Challenge
Reproduce the following records exactly from the line containing "Where can the gray" onward, ending with the last line and including it.

Entries shown
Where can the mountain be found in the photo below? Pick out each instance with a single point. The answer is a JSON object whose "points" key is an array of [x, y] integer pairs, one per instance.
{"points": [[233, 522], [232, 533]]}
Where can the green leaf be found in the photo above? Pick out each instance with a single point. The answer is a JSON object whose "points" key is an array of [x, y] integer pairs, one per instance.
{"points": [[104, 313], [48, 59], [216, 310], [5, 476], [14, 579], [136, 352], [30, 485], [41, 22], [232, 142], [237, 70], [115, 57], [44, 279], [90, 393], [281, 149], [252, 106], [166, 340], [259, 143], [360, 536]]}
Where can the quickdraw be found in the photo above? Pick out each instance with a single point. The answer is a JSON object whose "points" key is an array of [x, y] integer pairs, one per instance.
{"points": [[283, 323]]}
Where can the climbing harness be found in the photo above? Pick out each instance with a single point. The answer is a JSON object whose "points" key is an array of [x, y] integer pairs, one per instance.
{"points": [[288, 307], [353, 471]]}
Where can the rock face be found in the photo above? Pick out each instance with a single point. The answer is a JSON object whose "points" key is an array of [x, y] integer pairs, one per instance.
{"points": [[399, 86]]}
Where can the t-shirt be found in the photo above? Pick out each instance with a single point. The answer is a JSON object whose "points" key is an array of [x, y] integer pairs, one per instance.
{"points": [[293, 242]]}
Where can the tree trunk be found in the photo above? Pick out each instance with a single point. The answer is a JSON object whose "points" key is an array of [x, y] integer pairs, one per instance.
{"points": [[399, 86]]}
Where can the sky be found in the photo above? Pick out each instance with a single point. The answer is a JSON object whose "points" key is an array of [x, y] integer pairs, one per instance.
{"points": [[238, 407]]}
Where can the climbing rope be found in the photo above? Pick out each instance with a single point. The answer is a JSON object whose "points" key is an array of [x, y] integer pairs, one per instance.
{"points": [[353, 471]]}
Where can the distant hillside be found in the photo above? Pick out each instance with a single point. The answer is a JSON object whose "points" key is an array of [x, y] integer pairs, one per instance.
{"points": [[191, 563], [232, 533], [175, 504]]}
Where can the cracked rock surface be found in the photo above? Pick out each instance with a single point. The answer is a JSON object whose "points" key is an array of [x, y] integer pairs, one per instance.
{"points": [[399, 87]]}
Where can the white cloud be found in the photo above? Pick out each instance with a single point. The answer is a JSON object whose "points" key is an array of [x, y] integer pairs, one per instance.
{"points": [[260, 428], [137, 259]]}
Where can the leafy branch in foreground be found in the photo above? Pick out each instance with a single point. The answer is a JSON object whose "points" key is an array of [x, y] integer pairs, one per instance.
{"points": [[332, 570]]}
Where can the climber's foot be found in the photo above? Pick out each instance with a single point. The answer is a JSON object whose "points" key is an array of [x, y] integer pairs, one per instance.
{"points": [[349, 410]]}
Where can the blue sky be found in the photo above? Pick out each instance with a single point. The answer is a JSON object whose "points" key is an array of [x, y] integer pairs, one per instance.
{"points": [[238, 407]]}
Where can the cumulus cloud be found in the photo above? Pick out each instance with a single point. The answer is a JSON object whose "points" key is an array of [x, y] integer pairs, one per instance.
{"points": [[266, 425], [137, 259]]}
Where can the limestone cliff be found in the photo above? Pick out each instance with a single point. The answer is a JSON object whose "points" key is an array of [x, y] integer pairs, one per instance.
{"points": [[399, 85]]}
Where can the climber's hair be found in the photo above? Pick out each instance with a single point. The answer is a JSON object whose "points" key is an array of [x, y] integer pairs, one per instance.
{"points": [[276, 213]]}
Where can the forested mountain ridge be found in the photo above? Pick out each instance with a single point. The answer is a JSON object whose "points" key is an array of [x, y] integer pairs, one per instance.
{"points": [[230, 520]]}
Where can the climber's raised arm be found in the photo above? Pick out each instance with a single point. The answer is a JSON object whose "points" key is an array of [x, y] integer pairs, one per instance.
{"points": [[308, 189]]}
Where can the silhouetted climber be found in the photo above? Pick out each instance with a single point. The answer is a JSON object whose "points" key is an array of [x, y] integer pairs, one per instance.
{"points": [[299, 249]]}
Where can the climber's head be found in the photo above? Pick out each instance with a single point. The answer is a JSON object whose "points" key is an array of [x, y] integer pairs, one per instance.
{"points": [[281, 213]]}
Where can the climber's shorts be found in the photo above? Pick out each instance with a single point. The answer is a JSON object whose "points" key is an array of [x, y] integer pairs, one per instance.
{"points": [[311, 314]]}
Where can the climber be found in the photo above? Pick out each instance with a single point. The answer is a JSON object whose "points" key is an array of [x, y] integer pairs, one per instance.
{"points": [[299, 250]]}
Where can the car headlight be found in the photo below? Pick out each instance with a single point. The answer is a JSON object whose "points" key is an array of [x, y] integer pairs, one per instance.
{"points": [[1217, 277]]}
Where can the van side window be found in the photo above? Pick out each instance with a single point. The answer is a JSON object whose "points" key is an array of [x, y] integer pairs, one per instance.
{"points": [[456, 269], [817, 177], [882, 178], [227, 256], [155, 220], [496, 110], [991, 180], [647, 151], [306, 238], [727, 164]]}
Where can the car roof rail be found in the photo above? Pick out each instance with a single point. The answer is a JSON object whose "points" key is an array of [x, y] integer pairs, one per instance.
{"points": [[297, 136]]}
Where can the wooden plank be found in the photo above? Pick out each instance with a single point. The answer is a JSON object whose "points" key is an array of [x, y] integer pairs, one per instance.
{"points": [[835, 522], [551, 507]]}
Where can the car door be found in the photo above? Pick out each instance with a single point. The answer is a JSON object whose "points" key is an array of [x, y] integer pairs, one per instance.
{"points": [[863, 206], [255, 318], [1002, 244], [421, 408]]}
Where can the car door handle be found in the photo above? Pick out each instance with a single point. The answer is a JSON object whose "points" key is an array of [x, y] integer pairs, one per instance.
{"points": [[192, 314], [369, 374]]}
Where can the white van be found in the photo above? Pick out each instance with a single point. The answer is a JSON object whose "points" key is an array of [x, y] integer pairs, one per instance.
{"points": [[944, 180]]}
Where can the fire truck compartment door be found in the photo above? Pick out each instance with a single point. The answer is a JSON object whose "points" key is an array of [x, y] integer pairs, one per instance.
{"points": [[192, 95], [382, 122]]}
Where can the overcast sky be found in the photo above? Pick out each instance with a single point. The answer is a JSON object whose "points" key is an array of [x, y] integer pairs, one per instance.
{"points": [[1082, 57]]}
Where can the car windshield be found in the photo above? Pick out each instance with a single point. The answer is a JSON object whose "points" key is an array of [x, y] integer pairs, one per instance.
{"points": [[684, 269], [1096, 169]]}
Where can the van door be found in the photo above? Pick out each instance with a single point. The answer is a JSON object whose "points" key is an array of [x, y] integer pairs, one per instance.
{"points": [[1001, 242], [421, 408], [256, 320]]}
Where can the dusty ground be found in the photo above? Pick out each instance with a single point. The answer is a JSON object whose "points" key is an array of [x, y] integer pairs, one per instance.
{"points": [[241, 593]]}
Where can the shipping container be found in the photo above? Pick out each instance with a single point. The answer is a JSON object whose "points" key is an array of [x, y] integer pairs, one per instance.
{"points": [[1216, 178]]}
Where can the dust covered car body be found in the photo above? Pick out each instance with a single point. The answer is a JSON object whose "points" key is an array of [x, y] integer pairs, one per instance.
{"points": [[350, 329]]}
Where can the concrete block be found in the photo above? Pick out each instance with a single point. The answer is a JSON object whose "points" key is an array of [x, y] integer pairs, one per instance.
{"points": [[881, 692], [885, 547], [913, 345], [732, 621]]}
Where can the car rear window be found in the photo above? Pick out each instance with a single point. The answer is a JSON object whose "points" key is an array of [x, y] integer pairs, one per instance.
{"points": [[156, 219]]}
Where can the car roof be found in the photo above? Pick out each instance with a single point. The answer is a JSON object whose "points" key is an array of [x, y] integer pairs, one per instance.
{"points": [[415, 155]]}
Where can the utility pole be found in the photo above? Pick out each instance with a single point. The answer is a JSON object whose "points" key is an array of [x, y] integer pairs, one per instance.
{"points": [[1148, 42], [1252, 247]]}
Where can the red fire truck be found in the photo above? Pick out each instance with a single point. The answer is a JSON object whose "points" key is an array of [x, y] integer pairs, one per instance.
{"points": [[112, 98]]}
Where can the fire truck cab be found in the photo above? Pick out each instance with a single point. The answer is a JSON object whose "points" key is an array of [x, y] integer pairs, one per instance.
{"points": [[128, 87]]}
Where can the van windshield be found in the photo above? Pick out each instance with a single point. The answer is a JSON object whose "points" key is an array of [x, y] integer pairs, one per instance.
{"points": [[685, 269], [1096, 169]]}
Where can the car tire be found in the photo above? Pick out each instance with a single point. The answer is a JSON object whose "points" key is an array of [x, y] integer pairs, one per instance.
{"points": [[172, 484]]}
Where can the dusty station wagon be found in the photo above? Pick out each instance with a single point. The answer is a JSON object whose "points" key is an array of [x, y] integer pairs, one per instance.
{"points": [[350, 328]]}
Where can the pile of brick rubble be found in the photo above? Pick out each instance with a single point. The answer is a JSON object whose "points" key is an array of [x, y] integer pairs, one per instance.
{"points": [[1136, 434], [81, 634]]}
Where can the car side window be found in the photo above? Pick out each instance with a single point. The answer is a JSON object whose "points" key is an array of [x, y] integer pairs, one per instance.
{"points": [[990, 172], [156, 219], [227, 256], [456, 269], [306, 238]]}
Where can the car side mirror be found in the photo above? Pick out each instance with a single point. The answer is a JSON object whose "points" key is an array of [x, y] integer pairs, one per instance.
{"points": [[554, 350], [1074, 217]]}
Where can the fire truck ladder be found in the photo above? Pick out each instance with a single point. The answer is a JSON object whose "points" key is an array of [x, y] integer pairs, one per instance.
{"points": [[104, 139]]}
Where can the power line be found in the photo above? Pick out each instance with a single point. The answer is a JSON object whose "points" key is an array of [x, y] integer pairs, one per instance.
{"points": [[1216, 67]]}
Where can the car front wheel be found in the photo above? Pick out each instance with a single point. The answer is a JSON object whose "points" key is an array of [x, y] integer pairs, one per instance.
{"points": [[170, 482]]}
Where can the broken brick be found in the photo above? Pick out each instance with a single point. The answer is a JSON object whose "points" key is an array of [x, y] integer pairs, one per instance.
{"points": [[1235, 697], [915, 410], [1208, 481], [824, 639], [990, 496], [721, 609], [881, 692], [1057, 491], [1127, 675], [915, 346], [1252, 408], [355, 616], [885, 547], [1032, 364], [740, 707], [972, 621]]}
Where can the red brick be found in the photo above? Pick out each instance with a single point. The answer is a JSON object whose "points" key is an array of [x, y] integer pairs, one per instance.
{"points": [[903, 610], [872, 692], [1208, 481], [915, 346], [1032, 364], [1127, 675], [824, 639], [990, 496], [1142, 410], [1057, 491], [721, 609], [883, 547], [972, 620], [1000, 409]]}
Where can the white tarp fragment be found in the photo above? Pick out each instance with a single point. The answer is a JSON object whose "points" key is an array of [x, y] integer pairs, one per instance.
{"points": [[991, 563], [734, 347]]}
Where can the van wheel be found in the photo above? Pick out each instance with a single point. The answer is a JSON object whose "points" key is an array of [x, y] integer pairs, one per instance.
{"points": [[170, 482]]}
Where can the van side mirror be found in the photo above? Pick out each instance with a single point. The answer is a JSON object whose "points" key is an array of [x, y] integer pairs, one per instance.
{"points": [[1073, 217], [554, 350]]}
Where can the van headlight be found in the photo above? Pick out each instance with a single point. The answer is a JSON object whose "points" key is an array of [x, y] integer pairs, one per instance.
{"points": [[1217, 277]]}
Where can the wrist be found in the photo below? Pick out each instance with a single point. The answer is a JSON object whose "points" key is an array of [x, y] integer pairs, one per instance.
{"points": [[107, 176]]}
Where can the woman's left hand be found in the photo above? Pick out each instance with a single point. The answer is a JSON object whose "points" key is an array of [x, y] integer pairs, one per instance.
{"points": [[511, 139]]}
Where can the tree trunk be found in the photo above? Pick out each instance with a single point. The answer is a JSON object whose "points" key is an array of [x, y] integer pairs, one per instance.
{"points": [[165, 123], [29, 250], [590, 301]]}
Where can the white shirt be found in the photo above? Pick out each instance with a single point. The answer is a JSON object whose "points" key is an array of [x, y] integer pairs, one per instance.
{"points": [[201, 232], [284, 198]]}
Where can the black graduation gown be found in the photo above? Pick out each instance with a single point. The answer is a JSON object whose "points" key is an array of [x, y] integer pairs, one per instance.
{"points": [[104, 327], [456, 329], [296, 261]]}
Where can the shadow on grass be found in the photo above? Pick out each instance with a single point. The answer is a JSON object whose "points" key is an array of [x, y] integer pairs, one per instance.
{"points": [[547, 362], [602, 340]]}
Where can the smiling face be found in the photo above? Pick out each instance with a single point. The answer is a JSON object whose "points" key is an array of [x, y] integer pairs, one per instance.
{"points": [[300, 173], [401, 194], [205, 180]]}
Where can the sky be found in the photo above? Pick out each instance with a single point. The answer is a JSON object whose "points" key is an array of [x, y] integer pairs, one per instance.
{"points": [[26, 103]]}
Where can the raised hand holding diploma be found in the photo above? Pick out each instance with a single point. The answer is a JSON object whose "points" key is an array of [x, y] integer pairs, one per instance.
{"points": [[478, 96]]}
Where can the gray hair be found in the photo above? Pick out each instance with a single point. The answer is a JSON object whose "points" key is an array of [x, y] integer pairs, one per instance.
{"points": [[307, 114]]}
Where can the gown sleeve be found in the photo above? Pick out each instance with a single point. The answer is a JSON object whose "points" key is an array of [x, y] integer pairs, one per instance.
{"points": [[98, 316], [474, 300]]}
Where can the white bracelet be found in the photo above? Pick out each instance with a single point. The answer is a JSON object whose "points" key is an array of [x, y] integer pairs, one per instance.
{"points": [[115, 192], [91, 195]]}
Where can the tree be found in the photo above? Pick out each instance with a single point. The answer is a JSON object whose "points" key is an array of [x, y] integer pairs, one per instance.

Answer to this task
Where can the gray hair be found in the photo above? Pick out each instance with a single point. The answer is a JSON object whose "points" key is an array of [x, y] integer pairs, one per instance.
{"points": [[307, 114]]}
Where can the gown sleeve be found in the photo above? Pick out each instance with a single point. The answer is a JSON object whose "points" key is an array of [x, y] integer pairs, one per instance.
{"points": [[98, 316], [474, 300]]}
Where can the white bracelet be found in the photo above? Pick out each instance with a single point. The answer is a JSON object whose "points" key is an array of [x, y] integer pairs, one per instance.
{"points": [[115, 192], [91, 195]]}
Where can the tree be found in the photo above? Pick out each instance with a single point. The answer is a JSON object whose "points" key is an array of [x, y] integer pairs, one per instance.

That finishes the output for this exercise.